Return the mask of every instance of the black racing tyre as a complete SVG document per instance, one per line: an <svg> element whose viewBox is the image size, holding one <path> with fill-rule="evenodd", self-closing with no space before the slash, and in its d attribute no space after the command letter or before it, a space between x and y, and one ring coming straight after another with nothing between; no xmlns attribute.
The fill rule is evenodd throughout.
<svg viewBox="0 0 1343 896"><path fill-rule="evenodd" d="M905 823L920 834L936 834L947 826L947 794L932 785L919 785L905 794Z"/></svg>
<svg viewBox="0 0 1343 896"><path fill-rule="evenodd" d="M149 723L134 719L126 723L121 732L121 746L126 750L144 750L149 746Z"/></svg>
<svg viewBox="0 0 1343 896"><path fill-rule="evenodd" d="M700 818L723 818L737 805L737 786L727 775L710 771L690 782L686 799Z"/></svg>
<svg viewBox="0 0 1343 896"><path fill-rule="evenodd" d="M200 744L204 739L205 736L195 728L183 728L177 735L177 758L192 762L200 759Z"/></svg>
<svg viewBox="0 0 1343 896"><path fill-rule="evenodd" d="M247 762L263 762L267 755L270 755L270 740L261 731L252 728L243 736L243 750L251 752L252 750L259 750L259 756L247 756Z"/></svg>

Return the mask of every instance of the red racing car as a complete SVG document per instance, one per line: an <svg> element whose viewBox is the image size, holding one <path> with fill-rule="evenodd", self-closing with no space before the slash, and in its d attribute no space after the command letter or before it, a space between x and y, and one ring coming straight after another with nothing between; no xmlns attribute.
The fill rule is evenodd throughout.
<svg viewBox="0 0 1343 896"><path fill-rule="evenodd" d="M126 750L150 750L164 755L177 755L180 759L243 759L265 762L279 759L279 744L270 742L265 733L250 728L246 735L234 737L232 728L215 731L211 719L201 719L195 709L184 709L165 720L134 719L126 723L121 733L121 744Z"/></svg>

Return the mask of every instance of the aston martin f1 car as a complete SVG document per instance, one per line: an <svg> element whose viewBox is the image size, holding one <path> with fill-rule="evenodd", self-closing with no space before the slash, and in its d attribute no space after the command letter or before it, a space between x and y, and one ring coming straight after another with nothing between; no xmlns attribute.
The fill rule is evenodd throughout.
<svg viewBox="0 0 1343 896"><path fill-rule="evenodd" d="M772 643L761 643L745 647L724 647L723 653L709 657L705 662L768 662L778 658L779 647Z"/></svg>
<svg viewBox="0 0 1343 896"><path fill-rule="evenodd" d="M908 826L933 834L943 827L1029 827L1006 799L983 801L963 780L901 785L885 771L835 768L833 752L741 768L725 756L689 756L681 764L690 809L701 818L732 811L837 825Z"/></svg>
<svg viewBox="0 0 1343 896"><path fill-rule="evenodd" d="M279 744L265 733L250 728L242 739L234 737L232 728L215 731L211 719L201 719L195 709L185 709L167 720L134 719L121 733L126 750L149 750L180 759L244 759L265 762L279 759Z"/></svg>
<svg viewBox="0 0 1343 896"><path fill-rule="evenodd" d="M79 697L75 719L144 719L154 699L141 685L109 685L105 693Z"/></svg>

────

:: Task objective ::
Swap "aston martin f1 car" for "white racing car" and write out again the lines from the one containing "Return the mask of every instance of the aston" through the one containing "826L933 834L943 827L1029", both included, leaving all else unchanged.

:: Output for this task ::
Return the mask of every instance of the white racing car as a complete SVG document per instance, one per line: an <svg> element whose viewBox is the image size, holding one <path> with fill-rule="evenodd", self-closing with no space before the slash, and in its d attribute no space after the command letter or before it, a space between x and y, and one ring coming straight after another with nothing between; no xmlns attribute.
The fill rule is evenodd throughout.
<svg viewBox="0 0 1343 896"><path fill-rule="evenodd" d="M772 643L761 643L745 647L724 647L723 653L709 657L705 662L768 662L778 658L779 647Z"/></svg>
<svg viewBox="0 0 1343 896"><path fill-rule="evenodd" d="M908 826L933 834L943 827L1029 827L1006 799L983 801L963 780L901 785L885 771L835 768L833 752L741 768L725 756L689 756L681 764L690 809L701 818L732 811L837 825Z"/></svg>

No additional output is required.